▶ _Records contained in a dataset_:

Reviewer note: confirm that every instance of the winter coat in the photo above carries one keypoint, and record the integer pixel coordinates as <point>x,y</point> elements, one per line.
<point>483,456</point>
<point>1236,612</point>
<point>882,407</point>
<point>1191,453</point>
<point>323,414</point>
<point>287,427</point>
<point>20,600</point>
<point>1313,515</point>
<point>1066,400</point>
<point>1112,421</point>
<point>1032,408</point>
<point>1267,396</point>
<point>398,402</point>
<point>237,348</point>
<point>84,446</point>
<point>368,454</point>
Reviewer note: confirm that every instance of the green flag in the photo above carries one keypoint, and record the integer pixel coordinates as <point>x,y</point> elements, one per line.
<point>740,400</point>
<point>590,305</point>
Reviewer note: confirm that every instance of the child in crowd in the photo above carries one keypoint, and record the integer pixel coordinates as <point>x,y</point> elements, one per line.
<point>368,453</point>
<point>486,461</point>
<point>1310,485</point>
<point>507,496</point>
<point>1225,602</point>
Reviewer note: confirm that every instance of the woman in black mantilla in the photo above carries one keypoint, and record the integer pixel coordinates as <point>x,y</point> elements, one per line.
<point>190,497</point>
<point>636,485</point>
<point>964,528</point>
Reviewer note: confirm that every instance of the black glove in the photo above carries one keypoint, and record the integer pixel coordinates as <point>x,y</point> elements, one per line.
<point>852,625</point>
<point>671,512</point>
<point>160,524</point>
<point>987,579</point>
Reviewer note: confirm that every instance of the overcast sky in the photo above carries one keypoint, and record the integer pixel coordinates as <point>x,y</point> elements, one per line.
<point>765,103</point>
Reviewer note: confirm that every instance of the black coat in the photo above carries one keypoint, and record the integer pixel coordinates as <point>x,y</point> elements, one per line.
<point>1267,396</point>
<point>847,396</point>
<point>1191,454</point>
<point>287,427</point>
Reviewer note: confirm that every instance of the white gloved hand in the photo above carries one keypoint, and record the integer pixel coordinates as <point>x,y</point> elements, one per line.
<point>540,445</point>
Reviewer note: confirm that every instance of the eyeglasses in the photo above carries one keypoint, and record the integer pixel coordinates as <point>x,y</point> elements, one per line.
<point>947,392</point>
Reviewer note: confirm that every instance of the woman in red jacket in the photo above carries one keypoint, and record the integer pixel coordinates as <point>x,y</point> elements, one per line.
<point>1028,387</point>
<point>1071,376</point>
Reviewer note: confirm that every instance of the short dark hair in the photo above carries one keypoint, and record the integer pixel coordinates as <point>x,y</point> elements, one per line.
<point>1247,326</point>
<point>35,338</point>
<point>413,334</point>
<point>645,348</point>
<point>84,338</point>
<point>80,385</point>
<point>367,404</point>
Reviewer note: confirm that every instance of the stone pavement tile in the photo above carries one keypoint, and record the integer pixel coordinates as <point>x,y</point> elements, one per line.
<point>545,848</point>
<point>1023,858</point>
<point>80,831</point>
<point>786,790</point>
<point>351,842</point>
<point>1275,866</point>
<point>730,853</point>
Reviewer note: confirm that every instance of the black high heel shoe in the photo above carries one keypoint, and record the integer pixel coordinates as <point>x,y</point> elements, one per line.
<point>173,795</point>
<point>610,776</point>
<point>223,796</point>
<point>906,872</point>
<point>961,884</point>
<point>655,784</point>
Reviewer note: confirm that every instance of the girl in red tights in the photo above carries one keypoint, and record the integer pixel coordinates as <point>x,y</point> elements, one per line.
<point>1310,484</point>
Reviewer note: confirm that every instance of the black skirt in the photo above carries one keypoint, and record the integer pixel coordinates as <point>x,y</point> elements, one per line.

▶ _TASK DESCRIPTION_: Each record must be transcribed exactly, with nothing left out.

▶ _REPLY_:
Reviewer note: confirm that every instance of the winter coat in the photo above carries one keypoint, and record the integer pixel coordinates as <point>x,y</point> elements, one per line.
<point>483,456</point>
<point>1236,612</point>
<point>882,407</point>
<point>1191,453</point>
<point>323,414</point>
<point>287,427</point>
<point>20,600</point>
<point>1313,515</point>
<point>1066,400</point>
<point>1112,421</point>
<point>1032,408</point>
<point>1267,396</point>
<point>398,402</point>
<point>237,348</point>
<point>84,446</point>
<point>368,454</point>
Reviewer note: confirm that every instance of the green flag in the photo above carries one keypoint, and record the integer pixel coordinates as <point>x,y</point> elements, one per line.
<point>740,400</point>
<point>590,305</point>
Reviewer note: confirm that every instance of the child in crowd in the photo above carries one keypoint, and record the integer pixel coordinates as <point>x,y</point> elements, one per line.
<point>368,453</point>
<point>486,461</point>
<point>1310,485</point>
<point>507,496</point>
<point>1225,602</point>
Reviewer note: confirm that every instance of the woman in black mantilla in the photo above carries one keypoint, and record the integer pixel coordinates as <point>x,y</point> elements, one per line.
<point>190,497</point>
<point>636,485</point>
<point>964,528</point>
Reviewer note: confirm that every instance of the black glove in the photo above carries one keypoint, and record the integer pixel coordinates as <point>x,y</point> elements, one per line.
<point>852,625</point>
<point>671,512</point>
<point>160,524</point>
<point>987,579</point>
Reviewer note: confirm that every instance of the overcast sky in the photo above carries one keypoint, and record the integer pixel coordinates as <point>x,y</point> elements, one per line.
<point>765,103</point>
Reviewer note: confirm that every instance of the black coat in the photo above carries one keypoint, and record the integer pixel coordinates as <point>x,y</point> elements, one per line.
<point>1267,396</point>
<point>847,396</point>
<point>1191,454</point>
<point>287,427</point>
Reviewer note: confirm that every instance of the white gloved hand in the photo above carries one keypoint, and record the integer pixel coordinates as <point>x,y</point> elements, one per line.
<point>540,445</point>
Reviewer note: confirm that every instance of the eyeglasses in the photo above carries one keypoint, and record the integer pixel coordinates as <point>x,y</point> elements, one per line.
<point>947,392</point>
Reviewer note: confirm that every instance of the woman in red jacket in the photo above carries one keypoint, and record the integer pixel coordinates as <point>x,y</point> elements, one per line.
<point>1028,387</point>
<point>1071,376</point>
Reviewer note: confirm that every instance of the short dark hair in the photo above carries one keypoint, and record the integer pixel coordinates as <point>x,y</point> elements, one per line.
<point>1247,326</point>
<point>35,338</point>
<point>413,334</point>
<point>645,348</point>
<point>84,338</point>
<point>80,385</point>
<point>367,404</point>
Reviewer note: confirm that every instance of the stone pavement tile in the photo above carries one keypoint, and record the integer pixel coordinates as <point>x,y</point> elements, one per line.
<point>545,848</point>
<point>1023,858</point>
<point>80,831</point>
<point>786,790</point>
<point>351,842</point>
<point>1275,866</point>
<point>730,853</point>
Reviewer note: confirm that every instance of the black high heel shoe in the photo above carries one keypoint, and record the integer pixel coordinates as <point>x,y</point> elements, one per line.
<point>173,795</point>
<point>610,776</point>
<point>223,796</point>
<point>906,872</point>
<point>961,884</point>
<point>655,784</point>
Reviewer note: confirm that every instance of the girl in red tights in the photo above carries one keypoint, and record the integer pixel coordinates as <point>x,y</point> elements, one per line.
<point>1310,484</point>
Reviewer note: confirm that every instance of the black skirt in the photo above carries one keypoint, and record the integer pixel coordinates as <point>x,y</point> elements, one per line.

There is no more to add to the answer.